**YOUR OBJECTIVE**
Your answer should be a single number: the count of lines in the material below that hold "wall".

Segment Start: EXERCISE DATA

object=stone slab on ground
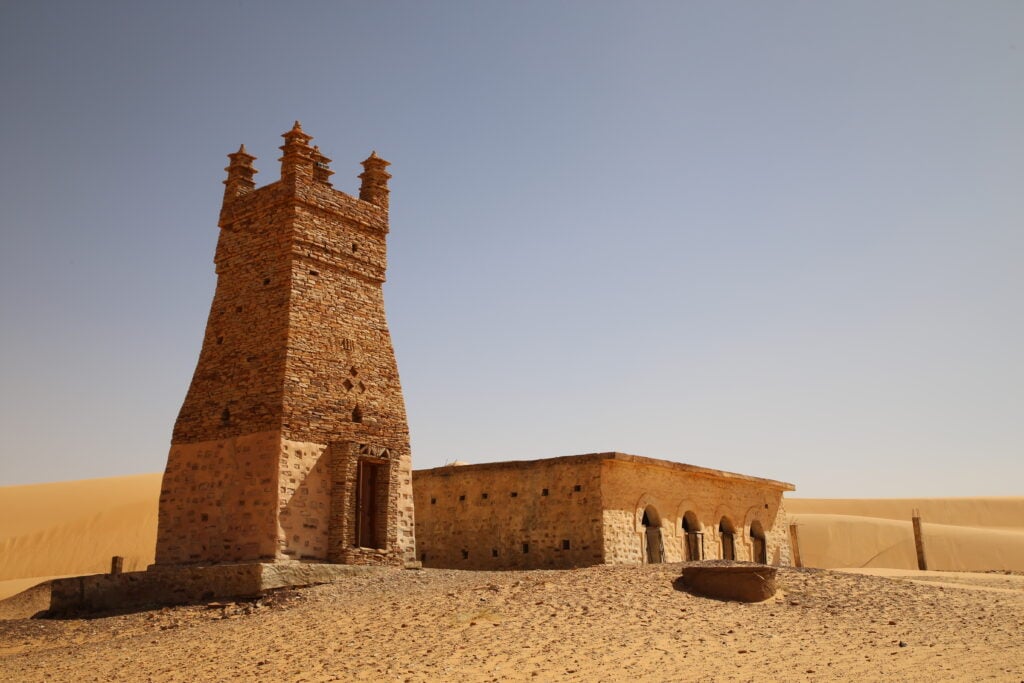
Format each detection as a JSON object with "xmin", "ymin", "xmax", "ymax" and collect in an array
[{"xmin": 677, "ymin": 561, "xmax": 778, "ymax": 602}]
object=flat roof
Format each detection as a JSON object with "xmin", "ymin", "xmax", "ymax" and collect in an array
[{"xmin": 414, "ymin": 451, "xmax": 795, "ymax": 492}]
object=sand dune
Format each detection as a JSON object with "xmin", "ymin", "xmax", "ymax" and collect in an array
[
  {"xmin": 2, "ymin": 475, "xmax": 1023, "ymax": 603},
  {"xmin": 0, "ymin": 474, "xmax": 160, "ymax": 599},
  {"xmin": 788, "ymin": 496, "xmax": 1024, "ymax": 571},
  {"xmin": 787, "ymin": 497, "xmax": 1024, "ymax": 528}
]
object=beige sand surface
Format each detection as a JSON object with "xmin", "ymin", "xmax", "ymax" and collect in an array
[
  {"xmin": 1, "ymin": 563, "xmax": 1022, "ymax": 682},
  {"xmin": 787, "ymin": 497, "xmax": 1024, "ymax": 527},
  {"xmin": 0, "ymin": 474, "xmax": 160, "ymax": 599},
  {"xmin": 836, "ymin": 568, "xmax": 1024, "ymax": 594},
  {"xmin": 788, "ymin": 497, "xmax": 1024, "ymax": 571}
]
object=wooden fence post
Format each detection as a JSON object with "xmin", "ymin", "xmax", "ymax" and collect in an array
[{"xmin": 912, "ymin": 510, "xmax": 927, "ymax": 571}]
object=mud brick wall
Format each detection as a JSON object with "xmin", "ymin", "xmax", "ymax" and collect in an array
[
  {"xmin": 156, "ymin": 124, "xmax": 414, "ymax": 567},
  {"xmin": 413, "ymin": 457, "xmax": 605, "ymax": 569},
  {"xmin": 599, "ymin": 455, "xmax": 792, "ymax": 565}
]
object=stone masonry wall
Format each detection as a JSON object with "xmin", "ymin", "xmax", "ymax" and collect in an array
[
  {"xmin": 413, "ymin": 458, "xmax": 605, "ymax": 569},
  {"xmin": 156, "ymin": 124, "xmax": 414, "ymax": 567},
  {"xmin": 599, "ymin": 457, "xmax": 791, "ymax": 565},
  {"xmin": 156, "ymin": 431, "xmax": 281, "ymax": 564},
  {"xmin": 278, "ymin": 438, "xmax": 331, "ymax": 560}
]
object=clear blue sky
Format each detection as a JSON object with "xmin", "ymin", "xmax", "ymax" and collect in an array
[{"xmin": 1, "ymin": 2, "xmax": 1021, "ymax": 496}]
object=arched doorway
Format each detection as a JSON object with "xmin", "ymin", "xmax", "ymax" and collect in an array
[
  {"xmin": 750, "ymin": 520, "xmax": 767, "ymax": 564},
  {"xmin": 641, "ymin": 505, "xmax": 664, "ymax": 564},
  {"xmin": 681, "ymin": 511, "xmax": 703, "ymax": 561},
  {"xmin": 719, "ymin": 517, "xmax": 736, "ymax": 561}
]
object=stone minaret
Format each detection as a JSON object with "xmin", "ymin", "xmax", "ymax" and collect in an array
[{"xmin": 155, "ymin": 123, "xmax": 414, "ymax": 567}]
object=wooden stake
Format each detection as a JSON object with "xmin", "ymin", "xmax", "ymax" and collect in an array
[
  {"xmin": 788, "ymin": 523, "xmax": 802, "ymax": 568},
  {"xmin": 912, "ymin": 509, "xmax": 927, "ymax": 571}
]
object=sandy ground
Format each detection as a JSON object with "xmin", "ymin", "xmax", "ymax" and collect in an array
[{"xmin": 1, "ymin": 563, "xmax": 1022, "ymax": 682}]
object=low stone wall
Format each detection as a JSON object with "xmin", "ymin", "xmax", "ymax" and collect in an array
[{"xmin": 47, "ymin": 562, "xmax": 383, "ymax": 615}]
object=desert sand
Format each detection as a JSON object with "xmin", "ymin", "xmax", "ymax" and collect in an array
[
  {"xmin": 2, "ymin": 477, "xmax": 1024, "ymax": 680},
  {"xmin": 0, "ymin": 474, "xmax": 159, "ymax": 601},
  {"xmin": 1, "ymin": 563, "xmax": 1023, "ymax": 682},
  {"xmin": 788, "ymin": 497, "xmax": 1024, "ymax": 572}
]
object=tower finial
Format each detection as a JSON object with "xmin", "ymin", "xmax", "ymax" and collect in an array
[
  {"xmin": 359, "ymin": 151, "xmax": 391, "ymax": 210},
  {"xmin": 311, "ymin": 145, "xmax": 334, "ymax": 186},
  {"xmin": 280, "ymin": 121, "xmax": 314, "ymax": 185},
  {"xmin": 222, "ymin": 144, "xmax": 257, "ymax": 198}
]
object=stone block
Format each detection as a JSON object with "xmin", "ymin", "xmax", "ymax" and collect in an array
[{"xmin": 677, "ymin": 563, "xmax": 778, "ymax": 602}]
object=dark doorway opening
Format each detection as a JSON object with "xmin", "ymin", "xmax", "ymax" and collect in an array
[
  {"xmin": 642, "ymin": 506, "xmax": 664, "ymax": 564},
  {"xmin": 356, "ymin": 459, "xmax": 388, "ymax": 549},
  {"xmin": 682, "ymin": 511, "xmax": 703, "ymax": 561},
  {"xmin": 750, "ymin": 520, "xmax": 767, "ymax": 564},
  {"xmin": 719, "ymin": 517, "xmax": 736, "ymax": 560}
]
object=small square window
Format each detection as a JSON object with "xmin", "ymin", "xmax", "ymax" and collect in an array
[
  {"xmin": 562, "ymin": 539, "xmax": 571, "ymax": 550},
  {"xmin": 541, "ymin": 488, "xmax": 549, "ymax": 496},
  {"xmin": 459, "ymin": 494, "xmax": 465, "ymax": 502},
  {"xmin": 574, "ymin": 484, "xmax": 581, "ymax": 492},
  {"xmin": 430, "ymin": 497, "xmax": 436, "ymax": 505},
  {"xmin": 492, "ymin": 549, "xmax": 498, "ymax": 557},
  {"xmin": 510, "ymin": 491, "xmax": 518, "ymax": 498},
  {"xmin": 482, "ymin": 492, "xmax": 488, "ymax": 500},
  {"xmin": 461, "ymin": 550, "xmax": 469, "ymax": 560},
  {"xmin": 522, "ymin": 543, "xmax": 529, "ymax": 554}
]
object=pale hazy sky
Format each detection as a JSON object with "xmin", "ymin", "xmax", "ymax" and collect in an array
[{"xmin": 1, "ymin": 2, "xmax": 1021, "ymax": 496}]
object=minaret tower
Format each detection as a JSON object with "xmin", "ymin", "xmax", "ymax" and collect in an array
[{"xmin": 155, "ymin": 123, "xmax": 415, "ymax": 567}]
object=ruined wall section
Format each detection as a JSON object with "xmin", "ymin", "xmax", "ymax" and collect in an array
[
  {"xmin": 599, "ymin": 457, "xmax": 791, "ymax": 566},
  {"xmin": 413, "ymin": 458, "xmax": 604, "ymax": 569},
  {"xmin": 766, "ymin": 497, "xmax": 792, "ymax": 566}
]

Segment End: EXERCISE DATA

**ANSWER SECTION**
4